• REQUEST: In the forum post about PSpice, how long is each of the two transmission lines?

• DOCUMENT EXCERPT:
= = =

# Big bug in PSpice??

Discussion in 'CAD' started by Oliver Friedrich, Mar 7, 2007.

1. ### Oliver FriedrichGuest

Hallo,

I've discovered a phenomen which I claim to be a fatal PSpice error, at
least something that I don't understand at all.

Try simulate the following netlist

* source 3_029_B01_TLINEVERIFICATION
V_V_DC N00124 0 2
R_R_DC N00124 C1 52
X_T_DC C1 0 0 0 FIM02YHBY PARAMS: LEN=100
R_R_TRAN N00504 C2 52
V_V_TRAN N00504 0
+PULSE 0 2 10n 1n 1n 1m 2m
X_T_TRAN C2 0 0 0 FIM02YHBY PARAMS: LEN=100

To clarify the whole thing. I have two lines of 100m each. Each line is
shorted at the end and fed via a 2V and 52R resistance. C1 and C2 are the
nodes at the input of the lines.

The subcircuit of the transmission line is
*FIM02YHBY is a shielded twisted pair from Gebauer&Griller
*The shield is not modelled as conductor but its influence on
*the line parameters is accounted.
*Model parameter derived by measurement and calculation. Refer to
*document 3-029-B01-D001 for details.
*6.283 is an approximation of 2*Pi
*Both resistors prevent a node floating error.

= = =

• SUPPLIED DATA:

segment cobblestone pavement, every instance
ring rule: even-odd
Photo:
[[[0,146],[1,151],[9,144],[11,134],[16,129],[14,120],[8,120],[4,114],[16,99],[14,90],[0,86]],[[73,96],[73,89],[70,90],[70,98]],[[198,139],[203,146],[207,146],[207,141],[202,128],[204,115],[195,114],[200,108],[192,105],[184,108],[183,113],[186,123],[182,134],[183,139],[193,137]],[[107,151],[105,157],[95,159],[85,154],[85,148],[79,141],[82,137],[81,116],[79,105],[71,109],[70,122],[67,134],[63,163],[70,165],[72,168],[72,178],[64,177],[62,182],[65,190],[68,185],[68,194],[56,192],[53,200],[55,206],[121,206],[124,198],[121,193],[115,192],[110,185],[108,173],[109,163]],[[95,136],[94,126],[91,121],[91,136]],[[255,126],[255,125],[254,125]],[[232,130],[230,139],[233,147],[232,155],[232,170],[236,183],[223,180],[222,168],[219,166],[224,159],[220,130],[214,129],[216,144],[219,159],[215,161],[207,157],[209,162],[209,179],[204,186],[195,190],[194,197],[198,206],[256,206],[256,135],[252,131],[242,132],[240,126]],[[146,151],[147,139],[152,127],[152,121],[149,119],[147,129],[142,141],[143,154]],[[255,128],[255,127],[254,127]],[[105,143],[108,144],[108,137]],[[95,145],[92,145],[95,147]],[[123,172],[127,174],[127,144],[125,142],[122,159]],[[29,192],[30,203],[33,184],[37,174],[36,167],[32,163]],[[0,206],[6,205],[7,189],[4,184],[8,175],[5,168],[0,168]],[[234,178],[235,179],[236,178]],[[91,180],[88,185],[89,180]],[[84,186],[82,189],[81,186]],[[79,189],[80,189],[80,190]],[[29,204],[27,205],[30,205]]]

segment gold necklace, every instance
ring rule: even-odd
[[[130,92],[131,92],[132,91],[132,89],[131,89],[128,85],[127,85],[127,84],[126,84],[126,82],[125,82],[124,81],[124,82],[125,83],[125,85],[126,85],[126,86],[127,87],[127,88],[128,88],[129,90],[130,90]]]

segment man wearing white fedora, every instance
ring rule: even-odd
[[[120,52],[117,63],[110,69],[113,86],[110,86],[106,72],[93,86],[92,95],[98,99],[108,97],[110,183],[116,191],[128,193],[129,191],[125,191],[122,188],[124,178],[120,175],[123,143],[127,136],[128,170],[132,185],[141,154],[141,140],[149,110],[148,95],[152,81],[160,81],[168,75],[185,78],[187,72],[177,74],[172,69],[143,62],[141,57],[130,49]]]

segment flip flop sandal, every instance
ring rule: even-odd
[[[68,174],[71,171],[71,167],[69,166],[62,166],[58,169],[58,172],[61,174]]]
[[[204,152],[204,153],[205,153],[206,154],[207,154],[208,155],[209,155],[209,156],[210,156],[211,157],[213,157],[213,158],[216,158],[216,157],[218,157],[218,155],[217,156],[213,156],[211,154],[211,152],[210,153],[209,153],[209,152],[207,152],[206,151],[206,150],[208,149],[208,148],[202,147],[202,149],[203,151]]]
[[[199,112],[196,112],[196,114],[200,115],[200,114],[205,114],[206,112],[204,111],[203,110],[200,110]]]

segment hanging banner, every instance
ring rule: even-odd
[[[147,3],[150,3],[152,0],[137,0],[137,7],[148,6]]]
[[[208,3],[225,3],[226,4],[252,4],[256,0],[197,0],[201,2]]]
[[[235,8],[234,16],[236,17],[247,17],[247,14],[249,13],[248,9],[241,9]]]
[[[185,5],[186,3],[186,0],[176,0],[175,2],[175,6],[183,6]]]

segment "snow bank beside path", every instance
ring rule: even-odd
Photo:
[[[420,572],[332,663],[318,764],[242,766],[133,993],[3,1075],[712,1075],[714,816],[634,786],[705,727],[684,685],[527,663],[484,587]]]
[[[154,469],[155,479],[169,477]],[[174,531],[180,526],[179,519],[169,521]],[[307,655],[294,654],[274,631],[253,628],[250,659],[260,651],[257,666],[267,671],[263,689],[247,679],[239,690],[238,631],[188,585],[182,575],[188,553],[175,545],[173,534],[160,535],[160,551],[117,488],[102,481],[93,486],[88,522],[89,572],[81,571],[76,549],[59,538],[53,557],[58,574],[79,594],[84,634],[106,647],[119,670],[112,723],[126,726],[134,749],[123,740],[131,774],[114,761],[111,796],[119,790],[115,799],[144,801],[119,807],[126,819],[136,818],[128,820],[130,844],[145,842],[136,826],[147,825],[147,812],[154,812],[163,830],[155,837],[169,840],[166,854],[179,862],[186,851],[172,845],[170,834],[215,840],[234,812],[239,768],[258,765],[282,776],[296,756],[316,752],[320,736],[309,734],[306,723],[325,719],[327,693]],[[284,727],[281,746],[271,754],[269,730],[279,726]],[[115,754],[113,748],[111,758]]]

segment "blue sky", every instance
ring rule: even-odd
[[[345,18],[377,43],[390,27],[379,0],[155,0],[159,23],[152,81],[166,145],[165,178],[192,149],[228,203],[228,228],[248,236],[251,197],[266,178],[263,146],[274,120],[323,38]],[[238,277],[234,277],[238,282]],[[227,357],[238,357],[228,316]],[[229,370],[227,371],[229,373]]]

= = =

• SOLVED EXERCISE: Each line is 100m long.